TASK: Retype exactly the stretch of lines that begins at the line containing "the child's hand" and ends at the last line of the data, with no other lines.

SUPPLIED INFORMATION:
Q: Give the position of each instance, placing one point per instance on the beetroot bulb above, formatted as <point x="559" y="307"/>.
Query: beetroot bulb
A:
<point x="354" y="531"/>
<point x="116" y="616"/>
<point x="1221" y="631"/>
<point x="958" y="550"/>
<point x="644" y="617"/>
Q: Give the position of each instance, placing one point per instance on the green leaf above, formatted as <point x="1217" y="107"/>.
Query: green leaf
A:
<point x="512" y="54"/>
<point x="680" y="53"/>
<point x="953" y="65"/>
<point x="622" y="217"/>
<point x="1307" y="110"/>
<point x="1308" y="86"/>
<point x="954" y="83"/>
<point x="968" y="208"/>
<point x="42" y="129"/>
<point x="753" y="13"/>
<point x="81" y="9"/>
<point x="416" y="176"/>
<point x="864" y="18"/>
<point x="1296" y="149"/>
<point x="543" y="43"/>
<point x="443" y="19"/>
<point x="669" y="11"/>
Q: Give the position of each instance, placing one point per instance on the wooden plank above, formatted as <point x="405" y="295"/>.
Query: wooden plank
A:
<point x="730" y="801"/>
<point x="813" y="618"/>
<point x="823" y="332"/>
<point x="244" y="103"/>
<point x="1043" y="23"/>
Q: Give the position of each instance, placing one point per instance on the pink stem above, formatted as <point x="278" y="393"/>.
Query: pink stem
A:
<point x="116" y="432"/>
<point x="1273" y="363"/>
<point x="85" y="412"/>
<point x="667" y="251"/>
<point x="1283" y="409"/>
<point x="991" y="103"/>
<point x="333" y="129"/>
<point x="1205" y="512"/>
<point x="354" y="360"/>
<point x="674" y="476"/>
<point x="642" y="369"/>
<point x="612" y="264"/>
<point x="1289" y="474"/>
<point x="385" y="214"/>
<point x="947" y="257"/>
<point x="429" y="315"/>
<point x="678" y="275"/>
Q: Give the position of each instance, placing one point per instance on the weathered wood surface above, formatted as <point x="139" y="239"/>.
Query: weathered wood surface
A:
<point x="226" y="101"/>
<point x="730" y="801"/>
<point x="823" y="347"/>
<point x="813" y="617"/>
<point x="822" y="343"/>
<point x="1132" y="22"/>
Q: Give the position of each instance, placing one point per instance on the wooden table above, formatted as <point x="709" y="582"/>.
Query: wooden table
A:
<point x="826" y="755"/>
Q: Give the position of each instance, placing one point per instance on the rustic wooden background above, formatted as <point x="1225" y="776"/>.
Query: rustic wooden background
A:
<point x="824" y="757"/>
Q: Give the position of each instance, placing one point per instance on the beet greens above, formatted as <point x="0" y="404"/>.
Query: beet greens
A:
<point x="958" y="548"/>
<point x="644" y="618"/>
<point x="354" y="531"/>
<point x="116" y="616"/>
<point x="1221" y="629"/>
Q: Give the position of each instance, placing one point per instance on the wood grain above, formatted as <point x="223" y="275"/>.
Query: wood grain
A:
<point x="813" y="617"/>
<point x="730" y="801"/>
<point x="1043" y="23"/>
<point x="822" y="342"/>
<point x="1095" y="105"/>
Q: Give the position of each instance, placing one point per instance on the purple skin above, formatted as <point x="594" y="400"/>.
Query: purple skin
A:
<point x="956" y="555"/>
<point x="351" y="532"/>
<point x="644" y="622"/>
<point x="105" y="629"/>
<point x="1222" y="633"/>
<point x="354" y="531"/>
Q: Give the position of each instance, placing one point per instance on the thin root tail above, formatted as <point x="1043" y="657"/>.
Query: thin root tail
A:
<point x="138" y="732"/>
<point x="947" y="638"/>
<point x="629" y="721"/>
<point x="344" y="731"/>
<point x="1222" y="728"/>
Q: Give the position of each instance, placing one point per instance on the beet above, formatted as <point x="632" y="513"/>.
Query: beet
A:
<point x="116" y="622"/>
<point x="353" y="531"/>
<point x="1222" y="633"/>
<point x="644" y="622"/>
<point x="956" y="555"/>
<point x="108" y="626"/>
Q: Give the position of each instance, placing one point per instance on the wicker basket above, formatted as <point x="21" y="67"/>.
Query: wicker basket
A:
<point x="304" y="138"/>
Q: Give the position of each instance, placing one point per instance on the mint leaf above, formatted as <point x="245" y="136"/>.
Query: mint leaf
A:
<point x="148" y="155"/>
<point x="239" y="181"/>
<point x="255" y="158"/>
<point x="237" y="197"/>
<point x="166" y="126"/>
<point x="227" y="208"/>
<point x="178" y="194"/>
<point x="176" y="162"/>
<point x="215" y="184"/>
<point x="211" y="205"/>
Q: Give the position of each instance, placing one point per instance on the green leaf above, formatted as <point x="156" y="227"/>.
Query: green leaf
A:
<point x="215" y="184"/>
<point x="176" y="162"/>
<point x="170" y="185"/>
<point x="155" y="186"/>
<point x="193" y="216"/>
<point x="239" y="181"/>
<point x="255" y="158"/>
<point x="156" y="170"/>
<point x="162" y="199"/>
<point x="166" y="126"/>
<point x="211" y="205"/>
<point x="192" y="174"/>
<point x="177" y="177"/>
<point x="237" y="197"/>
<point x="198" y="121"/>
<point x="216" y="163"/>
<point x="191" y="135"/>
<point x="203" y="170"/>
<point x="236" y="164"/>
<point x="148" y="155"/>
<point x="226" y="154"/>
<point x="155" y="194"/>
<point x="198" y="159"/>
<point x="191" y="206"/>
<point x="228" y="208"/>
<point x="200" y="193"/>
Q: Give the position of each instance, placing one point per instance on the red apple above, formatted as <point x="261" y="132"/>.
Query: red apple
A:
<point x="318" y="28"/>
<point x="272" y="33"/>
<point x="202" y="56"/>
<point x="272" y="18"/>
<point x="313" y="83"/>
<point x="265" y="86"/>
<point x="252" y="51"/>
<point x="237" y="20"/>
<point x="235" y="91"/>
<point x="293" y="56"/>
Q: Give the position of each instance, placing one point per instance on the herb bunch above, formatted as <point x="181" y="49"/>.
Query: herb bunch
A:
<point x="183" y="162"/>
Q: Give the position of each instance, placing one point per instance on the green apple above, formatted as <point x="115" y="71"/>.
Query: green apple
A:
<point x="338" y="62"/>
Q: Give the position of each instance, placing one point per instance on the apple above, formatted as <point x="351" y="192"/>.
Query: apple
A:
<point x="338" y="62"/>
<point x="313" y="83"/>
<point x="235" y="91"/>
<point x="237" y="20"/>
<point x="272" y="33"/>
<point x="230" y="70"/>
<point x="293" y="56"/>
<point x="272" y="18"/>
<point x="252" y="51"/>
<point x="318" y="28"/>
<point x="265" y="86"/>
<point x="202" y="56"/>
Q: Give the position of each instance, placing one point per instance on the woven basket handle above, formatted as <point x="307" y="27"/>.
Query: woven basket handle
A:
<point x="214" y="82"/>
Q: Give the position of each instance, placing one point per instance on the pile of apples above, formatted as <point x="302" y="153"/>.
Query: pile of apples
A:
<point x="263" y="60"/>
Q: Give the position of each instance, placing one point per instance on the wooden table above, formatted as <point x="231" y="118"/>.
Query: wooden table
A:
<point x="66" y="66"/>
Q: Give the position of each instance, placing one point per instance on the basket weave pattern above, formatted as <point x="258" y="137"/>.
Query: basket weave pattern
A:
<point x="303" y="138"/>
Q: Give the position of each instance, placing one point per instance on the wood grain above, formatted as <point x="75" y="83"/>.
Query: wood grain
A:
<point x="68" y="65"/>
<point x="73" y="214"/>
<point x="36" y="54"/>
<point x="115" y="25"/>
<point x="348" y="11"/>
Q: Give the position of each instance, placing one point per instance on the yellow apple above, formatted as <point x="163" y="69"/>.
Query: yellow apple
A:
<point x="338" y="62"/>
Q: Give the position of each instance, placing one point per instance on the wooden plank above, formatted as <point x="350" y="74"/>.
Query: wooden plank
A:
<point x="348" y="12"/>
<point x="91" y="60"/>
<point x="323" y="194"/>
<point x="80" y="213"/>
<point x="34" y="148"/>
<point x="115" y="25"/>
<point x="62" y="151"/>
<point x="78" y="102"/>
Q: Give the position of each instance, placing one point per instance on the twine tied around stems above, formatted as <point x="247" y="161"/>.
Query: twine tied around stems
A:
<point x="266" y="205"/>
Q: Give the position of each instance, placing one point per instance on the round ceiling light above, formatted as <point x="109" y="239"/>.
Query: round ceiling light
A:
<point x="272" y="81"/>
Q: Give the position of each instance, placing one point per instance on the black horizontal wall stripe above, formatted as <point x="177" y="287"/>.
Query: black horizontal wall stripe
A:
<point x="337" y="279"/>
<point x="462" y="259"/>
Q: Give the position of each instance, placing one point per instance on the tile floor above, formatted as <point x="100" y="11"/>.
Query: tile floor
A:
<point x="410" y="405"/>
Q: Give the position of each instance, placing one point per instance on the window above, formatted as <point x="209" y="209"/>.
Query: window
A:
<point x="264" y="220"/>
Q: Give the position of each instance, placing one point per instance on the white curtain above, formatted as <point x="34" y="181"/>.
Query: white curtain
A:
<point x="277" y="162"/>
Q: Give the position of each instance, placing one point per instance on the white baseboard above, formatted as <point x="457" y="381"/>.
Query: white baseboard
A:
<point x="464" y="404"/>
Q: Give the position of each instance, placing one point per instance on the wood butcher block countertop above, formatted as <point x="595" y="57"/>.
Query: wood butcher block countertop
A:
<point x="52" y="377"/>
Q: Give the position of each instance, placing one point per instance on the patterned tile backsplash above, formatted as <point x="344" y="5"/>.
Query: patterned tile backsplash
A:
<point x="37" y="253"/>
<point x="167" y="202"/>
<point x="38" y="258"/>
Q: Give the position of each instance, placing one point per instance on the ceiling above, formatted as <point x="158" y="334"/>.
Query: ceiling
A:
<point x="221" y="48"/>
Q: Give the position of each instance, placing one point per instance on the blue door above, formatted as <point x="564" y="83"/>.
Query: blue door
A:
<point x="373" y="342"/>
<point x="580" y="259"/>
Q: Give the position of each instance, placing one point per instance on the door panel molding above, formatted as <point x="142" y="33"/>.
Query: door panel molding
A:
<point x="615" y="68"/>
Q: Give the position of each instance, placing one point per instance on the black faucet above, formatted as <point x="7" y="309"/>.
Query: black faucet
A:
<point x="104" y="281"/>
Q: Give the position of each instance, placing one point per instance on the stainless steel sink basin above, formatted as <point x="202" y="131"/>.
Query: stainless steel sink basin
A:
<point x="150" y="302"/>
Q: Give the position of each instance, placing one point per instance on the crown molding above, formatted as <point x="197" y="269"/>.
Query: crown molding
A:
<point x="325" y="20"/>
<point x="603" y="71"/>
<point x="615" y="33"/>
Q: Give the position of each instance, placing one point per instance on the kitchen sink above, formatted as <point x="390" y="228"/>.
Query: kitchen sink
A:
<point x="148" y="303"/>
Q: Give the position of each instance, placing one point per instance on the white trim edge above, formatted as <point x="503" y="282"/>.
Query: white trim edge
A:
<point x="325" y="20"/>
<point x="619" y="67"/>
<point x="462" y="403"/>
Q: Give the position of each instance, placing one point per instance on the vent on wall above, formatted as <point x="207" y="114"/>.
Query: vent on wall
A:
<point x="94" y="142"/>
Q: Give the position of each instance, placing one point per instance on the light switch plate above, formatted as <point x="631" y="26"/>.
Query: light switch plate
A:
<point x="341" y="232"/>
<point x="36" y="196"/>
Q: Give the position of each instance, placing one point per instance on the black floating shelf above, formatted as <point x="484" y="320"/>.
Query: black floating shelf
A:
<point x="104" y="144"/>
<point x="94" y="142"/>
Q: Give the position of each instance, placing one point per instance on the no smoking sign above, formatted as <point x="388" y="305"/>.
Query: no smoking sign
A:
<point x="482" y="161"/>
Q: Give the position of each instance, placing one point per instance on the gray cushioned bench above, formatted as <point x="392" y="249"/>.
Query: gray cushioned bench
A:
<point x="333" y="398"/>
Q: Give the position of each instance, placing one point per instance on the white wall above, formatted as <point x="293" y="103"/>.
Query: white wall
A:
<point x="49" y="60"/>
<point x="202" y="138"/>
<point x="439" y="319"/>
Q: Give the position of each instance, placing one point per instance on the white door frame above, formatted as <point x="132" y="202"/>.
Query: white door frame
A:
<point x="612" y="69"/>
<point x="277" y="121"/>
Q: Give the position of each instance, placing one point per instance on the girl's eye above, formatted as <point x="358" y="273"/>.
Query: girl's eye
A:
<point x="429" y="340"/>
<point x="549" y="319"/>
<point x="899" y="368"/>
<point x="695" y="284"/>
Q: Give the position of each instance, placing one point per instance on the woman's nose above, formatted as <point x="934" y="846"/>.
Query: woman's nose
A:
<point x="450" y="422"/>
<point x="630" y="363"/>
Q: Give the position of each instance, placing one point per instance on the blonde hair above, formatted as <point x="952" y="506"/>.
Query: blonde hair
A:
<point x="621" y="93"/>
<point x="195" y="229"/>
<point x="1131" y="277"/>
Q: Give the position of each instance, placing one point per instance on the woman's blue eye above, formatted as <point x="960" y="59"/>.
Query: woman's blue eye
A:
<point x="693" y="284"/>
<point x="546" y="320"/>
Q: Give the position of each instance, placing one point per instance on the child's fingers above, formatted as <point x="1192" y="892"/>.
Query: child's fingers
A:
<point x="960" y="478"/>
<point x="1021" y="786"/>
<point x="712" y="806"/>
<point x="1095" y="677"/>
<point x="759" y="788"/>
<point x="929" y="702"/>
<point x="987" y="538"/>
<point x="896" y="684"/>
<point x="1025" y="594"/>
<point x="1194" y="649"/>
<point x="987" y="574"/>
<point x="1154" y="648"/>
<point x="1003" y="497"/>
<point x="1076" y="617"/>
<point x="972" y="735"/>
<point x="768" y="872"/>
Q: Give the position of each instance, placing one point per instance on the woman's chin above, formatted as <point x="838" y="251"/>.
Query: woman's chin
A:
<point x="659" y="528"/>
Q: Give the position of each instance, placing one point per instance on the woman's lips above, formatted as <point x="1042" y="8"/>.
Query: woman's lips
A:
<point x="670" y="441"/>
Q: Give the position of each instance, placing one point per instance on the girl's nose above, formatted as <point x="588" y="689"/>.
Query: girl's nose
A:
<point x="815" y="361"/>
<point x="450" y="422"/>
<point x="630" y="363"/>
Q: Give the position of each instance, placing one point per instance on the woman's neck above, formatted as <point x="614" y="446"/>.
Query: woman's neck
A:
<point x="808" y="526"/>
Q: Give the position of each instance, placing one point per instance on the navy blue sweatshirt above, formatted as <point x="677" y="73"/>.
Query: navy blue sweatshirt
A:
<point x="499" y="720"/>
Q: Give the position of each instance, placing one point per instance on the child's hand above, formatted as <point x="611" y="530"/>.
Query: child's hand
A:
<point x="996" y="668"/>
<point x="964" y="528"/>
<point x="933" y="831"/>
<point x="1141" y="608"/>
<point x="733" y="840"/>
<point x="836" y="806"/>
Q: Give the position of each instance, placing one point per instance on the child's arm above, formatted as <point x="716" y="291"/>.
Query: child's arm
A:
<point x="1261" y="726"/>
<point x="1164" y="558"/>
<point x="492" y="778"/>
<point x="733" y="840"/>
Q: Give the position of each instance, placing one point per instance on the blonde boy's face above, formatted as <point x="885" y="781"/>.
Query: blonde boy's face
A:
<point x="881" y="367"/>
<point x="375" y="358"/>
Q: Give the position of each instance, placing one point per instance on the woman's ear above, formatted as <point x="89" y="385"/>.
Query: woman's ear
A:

REPLY:
Q: Give the position of each instance, placing one point per instance on the child's hand above, formatted as <point x="611" y="530"/>.
Query: child's hand
A:
<point x="996" y="668"/>
<point x="964" y="528"/>
<point x="933" y="831"/>
<point x="1141" y="608"/>
<point x="733" y="840"/>
<point x="836" y="806"/>
Q: Give the position of each instance, placing one point per instance on the child's arm above, formatted as <point x="716" y="291"/>.
Query: child's arm
A:
<point x="1261" y="726"/>
<point x="1164" y="558"/>
<point x="492" y="778"/>
<point x="733" y="840"/>
Q: Give the position of each instance, placing one point per instance on the blonde boy's face above, formatted as <point x="885" y="781"/>.
Query: blonde boy's face
A:
<point x="881" y="367"/>
<point x="375" y="358"/>
Q: Give the position of each instance, placing one point per instance on the woman's ear above, formatted as <point x="89" y="385"/>.
Query: woman's ear
A:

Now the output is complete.